» Exercise prompt
Please reproduce the stretch from the row containing "Exercise. For every instance of the adobe" through the end of the rows in full, shifting every coordinate in the answers by -131 and leaving all other numbers unchanged.

» Data for this task
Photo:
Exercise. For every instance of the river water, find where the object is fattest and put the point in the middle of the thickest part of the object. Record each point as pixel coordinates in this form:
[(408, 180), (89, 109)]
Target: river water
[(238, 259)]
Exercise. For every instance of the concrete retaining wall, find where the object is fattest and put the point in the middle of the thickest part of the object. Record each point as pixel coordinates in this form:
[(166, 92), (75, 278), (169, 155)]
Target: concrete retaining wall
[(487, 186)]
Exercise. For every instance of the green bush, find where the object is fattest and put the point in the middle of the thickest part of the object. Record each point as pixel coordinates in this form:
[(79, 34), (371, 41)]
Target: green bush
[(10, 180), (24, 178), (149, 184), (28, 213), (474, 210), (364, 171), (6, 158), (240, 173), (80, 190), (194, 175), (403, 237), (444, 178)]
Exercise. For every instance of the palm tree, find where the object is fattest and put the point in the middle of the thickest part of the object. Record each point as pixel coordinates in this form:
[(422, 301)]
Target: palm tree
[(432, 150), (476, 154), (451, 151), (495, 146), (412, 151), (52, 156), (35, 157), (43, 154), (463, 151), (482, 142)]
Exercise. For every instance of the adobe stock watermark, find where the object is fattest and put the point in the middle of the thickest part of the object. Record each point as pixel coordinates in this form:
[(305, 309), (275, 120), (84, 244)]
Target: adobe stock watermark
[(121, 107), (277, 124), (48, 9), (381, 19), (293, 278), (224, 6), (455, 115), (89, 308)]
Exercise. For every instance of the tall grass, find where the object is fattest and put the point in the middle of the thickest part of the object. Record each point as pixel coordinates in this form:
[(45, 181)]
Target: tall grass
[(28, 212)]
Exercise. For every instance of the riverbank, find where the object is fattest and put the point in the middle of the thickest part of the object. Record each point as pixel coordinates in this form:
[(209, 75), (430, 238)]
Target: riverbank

» The reply
Exercise. For every instance of the adobe stock watermark, find where the object is fattest and put the point in the middle of the thickest part of the object. Record each point as pixel coordinates in this form:
[(305, 309), (275, 120), (84, 244)]
Target: adobe stock watermark
[(-10, -24), (146, -7), (-83, -122), (250, -112), (162, 147), (93, -125), (324, -16), (-42, 177)]
Exercise. For every instance of the tall grass, find where the object is fattest and put the point in the middle of the thickest part of the object. Record each point as pixel coordinates in this form:
[(45, 181)]
Target: tall grass
[(-103, 81)]
Exercise. For every instance of the riverbank, find where the object is fattest and put the point in the middle of the thickest part of the object. Record each point as pixel coordinates in this form:
[(209, 75), (430, 238)]
Target: riverbank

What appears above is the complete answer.